> **Seitenauszug**:

Abends müde und zufrieden zu sein, weil die Arbeit Spaß gemacht hat, ist ein tolles Gefühl, auch wenn es ein paar Stunden mehr waren. Bis um halb Zehn am Block stehen und mit dem Beil in der Hand Holz spalten, bis man fertig ist, und dabei der Sonne beim Verschwinden hinter dem Horizont zuzuschauen, was gibt es Schöneres? Mit der Familie zusammensitzen, sich von den Kindern bekochen lassen und gemeinsam Pläne schmieden, das war Quality Time zu einer Zeit, als es das Wort noch gar nicht gab. Kinder zu haben und sie fit fürs Leben zu machen, ohne daran zu denken, dass sie mit ihrer Atemluft zu viel CO₂ ausstoßen, das ist Arbeit, aber eine erfüllende. Sich im Leben nicht zu überfordern und es verantwortungsvoll auszubalancieren, das ist wichtig. Das Konstrukt Work&Life-Balance wird im Diskurs jedoch häufig so dargestellt, als stünden sich zwei Seiten wie Antipole gegenüber, die um die Vorherrschaft ringen. Es wird suggeriert, Arbeit sei "lebensfeindlich". Das halte ich für absurd und kontraproduktiv. Arbeit ist glücklicherweise in vielen Fällen sinnvolles Leben, aus dem man nicht in ein anderes Leben flüchten muss. Arbeit hat ihren Wert und muss ins Leben integriert sein.
In unserer Missionsarbeit haben wir die Familienzeit für Kontakte mit den Nachbarn genutzt, den Feierabend manchmal zur Arbeitszeit gemacht und zu Filmabenden auf unseren Hof eingeladen. In einem dieser "hybriden Zeitfenster" hat sich eines unserer Kinder für ein Leben mit Jesus entschieden. Zum Ausgleich gab es ein verlängertes Wochenende. Ich plädiere für eine unaufgeregte, gelassene Lebensgestaltung ohne ideologischen Unterton und ohne übertriebene Aufregung um generationelle Eigenheiten.

> **Aufgabenliste**:
1: Geben Sie aus dem Seitenauszug alles von „In unserer Missionsarbeit“ bis einschließlich „um generationelle Eigenheiten.“ wortgetreu wieder.
2: Übertragen Sie den Satz „Arbeit hat ihren Wert und muss ins Leben integriert sein.“ aus dem Seitenauszug ins Englische.

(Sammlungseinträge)
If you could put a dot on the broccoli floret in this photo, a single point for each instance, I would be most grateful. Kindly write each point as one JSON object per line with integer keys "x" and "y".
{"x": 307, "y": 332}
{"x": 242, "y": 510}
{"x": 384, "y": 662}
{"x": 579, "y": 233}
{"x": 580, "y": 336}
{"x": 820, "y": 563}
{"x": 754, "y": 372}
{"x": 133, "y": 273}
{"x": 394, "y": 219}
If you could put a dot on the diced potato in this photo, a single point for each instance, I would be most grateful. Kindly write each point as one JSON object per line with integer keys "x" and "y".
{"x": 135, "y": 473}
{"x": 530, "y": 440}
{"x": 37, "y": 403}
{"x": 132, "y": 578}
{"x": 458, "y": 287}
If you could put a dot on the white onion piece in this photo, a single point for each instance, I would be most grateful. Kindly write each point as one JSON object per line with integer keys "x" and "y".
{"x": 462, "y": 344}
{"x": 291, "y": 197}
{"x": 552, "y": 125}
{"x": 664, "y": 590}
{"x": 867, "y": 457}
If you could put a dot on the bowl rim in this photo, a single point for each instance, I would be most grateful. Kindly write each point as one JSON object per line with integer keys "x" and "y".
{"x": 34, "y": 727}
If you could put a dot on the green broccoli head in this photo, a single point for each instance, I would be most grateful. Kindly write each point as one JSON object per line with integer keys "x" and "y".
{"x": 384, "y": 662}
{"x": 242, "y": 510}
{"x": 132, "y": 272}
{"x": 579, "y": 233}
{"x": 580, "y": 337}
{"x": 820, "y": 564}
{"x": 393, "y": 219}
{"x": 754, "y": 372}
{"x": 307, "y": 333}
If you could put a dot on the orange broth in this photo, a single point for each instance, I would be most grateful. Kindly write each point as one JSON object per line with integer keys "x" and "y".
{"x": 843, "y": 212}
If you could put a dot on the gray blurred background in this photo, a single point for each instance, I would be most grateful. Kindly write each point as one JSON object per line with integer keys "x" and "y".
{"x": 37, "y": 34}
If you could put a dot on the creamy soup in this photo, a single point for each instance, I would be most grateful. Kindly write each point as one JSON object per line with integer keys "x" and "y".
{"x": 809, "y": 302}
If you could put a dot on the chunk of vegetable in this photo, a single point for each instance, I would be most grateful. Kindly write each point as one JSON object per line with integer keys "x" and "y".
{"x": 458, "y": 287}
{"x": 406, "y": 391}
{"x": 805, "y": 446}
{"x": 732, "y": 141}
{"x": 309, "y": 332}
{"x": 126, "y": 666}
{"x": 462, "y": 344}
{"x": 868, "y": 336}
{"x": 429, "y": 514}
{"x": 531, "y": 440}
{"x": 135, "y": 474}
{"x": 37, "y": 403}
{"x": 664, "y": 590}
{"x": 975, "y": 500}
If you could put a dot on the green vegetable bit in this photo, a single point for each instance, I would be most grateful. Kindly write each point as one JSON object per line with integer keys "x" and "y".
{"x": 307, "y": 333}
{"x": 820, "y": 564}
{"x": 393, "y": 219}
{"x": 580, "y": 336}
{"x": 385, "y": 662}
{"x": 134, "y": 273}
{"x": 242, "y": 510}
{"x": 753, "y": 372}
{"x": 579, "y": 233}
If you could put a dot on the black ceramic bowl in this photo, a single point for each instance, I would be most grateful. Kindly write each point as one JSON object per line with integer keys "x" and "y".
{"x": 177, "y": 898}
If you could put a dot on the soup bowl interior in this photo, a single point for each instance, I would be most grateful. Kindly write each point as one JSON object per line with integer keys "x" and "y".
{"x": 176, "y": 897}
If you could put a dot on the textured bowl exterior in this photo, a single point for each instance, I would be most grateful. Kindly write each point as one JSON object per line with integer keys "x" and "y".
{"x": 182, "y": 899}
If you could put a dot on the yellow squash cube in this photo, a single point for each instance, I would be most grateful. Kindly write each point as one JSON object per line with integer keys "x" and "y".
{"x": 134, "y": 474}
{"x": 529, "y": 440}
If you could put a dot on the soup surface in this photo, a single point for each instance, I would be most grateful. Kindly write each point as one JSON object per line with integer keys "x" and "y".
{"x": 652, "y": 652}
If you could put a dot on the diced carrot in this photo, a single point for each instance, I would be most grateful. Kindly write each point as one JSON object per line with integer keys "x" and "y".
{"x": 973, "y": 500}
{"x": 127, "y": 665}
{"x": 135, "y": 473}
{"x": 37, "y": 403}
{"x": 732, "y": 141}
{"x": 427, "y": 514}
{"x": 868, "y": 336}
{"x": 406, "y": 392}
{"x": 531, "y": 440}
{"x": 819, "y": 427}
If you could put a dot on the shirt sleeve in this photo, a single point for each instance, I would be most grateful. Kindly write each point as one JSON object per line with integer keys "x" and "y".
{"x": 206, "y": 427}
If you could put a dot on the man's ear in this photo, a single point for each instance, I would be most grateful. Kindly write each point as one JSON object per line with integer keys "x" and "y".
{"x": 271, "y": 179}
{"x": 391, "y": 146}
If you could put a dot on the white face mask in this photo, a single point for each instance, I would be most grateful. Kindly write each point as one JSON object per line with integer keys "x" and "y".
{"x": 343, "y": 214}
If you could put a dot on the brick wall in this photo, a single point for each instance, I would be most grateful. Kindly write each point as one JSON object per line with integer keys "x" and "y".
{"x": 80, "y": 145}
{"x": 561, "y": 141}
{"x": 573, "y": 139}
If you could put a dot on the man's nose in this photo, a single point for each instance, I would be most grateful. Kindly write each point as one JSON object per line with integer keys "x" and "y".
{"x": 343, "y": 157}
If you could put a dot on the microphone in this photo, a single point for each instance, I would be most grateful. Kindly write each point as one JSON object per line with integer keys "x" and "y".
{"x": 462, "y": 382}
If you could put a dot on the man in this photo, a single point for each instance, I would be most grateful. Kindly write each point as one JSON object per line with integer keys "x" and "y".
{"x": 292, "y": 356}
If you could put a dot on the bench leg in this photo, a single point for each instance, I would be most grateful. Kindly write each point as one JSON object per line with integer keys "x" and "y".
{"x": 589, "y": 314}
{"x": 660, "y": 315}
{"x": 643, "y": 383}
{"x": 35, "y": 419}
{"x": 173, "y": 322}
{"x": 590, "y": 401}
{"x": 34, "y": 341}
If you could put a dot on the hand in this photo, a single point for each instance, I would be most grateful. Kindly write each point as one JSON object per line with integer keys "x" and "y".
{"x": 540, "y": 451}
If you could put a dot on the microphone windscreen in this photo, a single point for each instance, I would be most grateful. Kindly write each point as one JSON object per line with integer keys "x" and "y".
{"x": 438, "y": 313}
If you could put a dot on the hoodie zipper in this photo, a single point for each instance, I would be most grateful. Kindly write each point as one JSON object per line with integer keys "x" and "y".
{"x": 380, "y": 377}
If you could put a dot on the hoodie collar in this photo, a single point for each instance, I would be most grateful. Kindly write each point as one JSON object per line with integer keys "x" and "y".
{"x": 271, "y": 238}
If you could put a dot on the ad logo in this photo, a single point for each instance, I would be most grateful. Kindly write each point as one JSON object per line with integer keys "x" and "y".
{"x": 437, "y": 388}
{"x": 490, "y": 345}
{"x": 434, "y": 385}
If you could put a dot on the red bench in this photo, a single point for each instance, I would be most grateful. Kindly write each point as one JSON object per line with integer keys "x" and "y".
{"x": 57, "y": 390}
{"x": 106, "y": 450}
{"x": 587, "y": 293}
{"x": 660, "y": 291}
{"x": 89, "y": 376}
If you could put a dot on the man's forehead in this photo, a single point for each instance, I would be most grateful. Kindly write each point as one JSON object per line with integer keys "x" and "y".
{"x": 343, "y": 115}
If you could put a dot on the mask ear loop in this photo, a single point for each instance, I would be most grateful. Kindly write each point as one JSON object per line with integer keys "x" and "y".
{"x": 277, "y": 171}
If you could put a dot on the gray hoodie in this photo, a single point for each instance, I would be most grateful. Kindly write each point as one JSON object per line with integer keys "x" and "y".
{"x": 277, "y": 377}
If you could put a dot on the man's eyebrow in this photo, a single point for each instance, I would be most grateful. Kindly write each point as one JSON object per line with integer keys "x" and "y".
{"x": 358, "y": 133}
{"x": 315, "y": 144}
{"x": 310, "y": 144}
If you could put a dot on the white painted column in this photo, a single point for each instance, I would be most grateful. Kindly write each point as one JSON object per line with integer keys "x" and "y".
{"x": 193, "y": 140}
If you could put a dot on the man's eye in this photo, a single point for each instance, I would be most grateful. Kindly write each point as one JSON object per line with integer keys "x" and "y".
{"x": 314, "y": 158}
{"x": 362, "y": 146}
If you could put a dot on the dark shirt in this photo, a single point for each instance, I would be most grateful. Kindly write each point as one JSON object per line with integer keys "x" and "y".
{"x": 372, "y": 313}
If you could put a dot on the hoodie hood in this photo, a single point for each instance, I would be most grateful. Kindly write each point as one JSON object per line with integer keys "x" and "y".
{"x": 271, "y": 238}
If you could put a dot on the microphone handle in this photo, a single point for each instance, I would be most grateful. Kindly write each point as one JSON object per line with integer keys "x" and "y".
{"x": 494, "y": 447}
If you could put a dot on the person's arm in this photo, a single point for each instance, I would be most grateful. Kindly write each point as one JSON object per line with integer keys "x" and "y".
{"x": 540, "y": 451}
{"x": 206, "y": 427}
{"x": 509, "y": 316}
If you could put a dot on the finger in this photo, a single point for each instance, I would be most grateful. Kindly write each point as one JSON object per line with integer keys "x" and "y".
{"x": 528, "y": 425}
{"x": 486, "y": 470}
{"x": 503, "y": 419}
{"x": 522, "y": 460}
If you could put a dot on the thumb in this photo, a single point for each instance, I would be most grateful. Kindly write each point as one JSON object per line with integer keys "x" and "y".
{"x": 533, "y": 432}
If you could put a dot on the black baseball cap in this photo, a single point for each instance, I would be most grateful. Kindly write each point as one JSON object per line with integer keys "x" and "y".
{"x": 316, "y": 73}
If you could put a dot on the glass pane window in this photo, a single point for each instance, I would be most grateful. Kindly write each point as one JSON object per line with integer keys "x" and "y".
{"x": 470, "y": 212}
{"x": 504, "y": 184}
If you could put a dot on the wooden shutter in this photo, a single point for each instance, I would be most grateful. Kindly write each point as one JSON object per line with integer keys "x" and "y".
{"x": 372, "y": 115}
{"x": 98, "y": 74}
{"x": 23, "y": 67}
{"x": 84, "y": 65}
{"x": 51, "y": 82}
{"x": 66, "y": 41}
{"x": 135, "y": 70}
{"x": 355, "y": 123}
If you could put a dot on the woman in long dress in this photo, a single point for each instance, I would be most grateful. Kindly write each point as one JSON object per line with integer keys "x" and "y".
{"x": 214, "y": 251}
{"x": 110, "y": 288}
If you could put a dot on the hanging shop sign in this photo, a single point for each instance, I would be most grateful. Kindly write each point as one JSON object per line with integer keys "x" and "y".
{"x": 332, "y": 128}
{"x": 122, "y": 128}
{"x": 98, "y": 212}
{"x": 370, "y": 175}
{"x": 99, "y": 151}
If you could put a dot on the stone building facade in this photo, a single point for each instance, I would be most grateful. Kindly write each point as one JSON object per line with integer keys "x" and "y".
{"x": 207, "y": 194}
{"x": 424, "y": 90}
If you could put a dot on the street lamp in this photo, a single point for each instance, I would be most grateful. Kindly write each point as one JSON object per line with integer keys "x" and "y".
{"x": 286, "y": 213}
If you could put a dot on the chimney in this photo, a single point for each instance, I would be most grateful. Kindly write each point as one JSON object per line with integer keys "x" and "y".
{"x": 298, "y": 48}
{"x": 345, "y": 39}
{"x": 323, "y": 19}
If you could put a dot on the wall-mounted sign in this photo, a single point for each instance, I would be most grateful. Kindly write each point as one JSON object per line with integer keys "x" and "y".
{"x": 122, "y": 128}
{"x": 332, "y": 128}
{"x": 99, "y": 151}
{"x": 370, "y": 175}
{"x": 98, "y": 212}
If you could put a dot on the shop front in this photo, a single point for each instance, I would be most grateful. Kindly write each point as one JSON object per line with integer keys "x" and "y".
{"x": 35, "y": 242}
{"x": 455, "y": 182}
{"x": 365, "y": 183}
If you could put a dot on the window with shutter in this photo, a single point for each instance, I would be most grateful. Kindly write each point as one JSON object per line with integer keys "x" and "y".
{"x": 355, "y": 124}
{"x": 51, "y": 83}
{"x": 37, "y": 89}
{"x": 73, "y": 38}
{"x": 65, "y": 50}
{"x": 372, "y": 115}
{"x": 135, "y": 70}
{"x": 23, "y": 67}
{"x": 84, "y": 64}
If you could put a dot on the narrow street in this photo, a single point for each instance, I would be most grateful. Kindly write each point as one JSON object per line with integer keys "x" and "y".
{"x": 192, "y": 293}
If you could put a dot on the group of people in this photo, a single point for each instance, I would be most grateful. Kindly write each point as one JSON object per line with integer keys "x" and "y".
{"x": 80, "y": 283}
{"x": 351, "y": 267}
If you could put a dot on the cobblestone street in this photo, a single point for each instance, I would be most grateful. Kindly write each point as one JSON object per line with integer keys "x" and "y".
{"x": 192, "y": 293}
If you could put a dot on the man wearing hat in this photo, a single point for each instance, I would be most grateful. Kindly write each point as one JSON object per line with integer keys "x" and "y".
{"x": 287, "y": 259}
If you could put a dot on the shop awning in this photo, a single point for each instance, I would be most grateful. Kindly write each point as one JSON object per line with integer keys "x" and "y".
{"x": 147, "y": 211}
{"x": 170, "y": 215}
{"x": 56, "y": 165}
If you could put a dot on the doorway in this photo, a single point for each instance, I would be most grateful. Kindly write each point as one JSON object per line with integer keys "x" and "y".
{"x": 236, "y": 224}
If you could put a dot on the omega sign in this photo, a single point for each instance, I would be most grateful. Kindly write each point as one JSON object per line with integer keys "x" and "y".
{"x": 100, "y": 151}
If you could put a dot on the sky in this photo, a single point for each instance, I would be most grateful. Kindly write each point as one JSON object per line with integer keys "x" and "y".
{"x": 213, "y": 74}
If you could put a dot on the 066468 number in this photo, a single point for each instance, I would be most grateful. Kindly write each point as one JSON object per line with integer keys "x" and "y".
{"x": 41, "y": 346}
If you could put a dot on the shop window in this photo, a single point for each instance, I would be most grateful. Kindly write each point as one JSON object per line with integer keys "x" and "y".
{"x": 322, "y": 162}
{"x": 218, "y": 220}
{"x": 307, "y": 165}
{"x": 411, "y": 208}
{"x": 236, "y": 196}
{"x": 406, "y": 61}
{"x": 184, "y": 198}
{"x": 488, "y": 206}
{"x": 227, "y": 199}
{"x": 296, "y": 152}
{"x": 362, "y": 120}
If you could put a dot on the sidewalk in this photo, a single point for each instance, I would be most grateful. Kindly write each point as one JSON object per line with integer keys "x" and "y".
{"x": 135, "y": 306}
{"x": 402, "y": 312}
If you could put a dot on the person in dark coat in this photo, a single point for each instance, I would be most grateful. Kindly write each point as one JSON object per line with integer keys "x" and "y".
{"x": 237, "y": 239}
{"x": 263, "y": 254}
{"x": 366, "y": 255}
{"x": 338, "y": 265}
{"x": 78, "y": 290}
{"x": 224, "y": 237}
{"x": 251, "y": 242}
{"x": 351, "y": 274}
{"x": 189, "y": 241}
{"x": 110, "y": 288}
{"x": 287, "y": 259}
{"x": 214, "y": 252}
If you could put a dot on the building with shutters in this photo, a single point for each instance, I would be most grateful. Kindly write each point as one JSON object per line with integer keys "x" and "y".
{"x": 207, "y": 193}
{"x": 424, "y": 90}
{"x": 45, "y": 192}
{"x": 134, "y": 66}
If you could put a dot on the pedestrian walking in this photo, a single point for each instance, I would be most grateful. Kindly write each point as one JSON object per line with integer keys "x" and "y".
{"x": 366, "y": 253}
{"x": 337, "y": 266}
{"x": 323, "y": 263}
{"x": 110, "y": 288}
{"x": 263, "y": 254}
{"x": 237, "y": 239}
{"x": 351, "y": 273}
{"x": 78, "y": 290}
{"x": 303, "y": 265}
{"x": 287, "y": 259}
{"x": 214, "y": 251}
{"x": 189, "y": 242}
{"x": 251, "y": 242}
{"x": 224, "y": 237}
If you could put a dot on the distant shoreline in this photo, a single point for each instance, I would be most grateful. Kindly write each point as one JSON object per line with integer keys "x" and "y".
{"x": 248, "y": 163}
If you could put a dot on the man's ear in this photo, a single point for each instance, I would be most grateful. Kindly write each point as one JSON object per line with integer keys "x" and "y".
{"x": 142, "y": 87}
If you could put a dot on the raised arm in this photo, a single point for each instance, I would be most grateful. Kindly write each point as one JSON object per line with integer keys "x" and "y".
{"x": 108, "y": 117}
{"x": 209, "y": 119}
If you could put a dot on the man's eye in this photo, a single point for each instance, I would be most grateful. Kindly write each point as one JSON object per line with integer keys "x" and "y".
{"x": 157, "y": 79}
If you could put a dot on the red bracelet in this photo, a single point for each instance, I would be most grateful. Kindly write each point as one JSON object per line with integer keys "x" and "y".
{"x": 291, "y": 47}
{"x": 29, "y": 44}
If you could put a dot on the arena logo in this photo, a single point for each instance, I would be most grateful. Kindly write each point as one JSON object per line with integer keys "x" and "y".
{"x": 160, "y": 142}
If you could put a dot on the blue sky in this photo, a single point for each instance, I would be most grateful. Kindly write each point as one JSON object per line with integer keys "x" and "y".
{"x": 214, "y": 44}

> **Lösungen pro Eintrag**:
1:
In unserer Missionsarbeit haben wir die Familienzeit für Kontakte mit den Nachbarn genutzt, den Feierabend manchmal zur Arbeitszeit gemacht und zu Filmabenden auf unseren Hof eingeladen. In einem dieser "hybriden Zeitfenster" hat sich eines unserer Kinder für ein Leben mit Jesus entschieden. Zum Ausgleich gab es ein verlängertes Wochenende. Ich plädiere für eine unaufgeregte, gelassene Lebensgestaltung ohne ideologischen Unterton und ohne übertriebene Aufregung um generationelle Eigenheiten.

2: Work has its value and must be integrated into life.